=== Section Start ===

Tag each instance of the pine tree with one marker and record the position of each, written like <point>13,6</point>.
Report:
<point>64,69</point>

=== Section End ===
=== Section Start ===

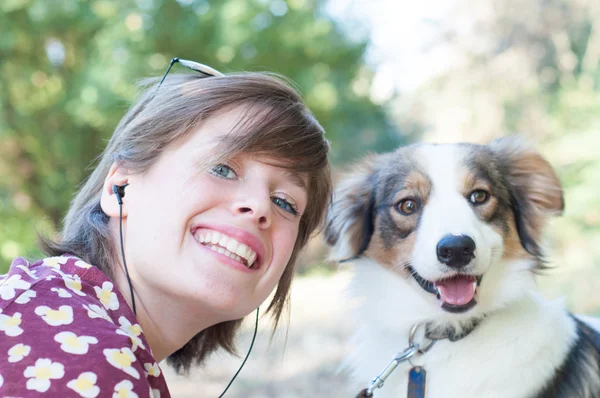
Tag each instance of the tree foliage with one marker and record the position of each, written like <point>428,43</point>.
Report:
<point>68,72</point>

=== Section End ===

- **WHAT TO DO**: Only the lines holding the string "written" are needed; copy each of them from the material above.

- **YOUR RESPONSE**:
Tag each instance of the pine tree with one marker and record the position of each, written like <point>13,6</point>.
Tag each instance of the tree foliage with one marker and record the position of each, written like <point>428,43</point>.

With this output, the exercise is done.